▶ Aim of the exercise
Please write out the line containing "In the photo above, where can the roof" and each line after it through the end of the data, exactly, and nothing else.

Excerpts from a dataset:

——

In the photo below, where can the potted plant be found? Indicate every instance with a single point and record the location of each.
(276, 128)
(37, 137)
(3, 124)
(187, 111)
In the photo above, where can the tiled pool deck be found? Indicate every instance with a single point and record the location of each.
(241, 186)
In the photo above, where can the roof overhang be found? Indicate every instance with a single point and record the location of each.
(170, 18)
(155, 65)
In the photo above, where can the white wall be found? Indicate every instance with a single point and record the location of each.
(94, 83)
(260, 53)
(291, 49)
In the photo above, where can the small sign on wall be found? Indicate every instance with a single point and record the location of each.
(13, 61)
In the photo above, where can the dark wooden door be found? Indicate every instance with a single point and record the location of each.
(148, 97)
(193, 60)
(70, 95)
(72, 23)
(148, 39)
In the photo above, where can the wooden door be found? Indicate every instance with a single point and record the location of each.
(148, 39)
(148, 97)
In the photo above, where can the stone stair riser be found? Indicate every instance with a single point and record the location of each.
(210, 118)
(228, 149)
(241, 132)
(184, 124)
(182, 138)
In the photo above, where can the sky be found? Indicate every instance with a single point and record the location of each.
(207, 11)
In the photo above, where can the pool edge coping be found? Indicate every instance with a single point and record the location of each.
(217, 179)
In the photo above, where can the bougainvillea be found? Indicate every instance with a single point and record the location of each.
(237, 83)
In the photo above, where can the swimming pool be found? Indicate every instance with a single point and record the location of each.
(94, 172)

——

▶ Expected answer
In the photo above, where can the roof overhang be found? Indicate every instance with a single point and record the location of each.
(170, 18)
(155, 65)
In the photo above, where can the white wall be found? Indicate every instance with a single point and record the location of each.
(94, 83)
(260, 53)
(291, 49)
In the photo above, where can the small sign on wall be found? Indicate every instance with a single point and record the location of each.
(13, 61)
In the photo above, where can the dark wooden door be found? Indicate every instance with a single point and record the location of each.
(148, 97)
(193, 60)
(70, 95)
(72, 23)
(148, 39)
In the photo above, where can the wooden door be found? Indicate every instance with a single point and record the location of each.
(148, 39)
(148, 97)
In the photo above, where can the stone stair riser be found? Indicate every instance with a single point and record the location of each.
(210, 118)
(228, 149)
(241, 132)
(184, 124)
(182, 138)
In the photo above, where can the sky be found? Indicate every instance with a single point and record the location of each.
(207, 11)
In the photo above, where can the pool edge coping be found? Indicate every instance with a single point and record the location of each.
(217, 179)
In the photo above, where can the bougainvillea be found? Indicate every instance with a single point and record the location of each.
(237, 83)
In the photo above, where can the swimming pool be found? Indicate every instance with a single point and record the location of each.
(94, 172)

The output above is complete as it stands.